TASK
Filter the rows below and copy out every line that contains the word "glass".
** START OF RECORD EXCERPTS **
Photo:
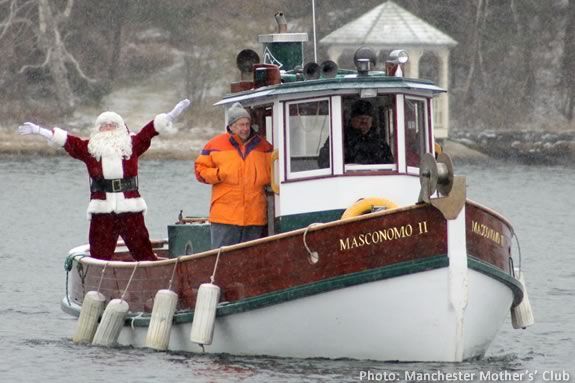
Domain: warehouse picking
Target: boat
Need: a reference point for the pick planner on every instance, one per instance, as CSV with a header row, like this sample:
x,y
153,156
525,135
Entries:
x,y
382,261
** END OF RECORD EXCERPTS **
** START OF RECORD EXCERPTS **
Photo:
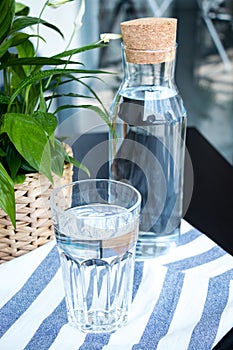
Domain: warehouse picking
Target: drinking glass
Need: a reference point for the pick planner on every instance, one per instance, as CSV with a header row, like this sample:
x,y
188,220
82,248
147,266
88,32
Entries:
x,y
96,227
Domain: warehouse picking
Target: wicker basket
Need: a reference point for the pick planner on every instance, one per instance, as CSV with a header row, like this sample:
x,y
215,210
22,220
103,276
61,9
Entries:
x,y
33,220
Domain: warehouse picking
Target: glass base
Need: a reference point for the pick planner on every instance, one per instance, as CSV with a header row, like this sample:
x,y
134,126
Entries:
** END OF RECORD EXCERPTS **
** START OF RECORD EXCERPTS **
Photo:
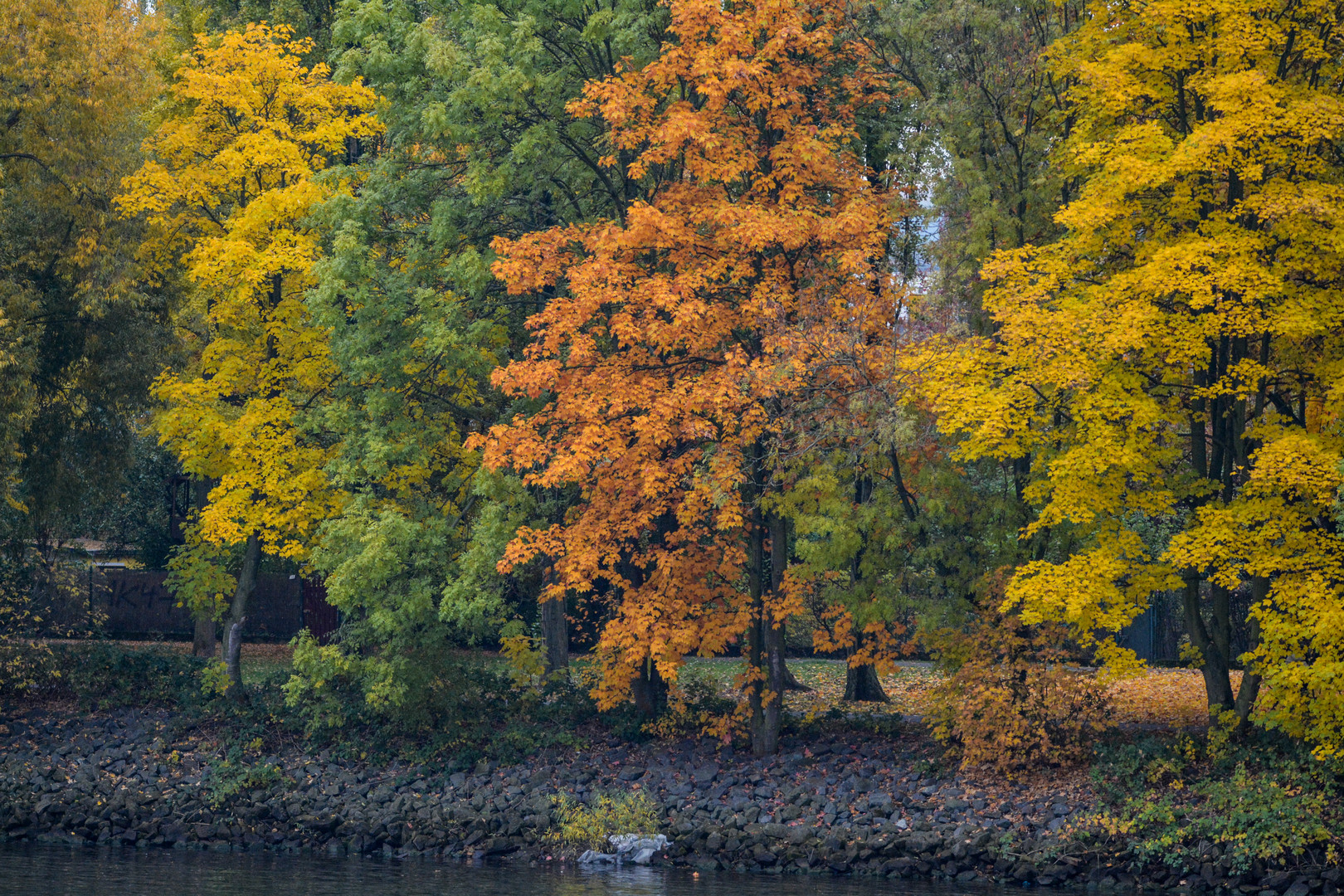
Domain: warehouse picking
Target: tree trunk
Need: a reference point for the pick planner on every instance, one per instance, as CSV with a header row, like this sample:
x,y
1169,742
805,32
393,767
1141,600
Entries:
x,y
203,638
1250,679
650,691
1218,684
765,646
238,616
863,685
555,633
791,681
** END OF RECORD EXCERPTS **
ANSWER
Target: drinking glass
Target: glass base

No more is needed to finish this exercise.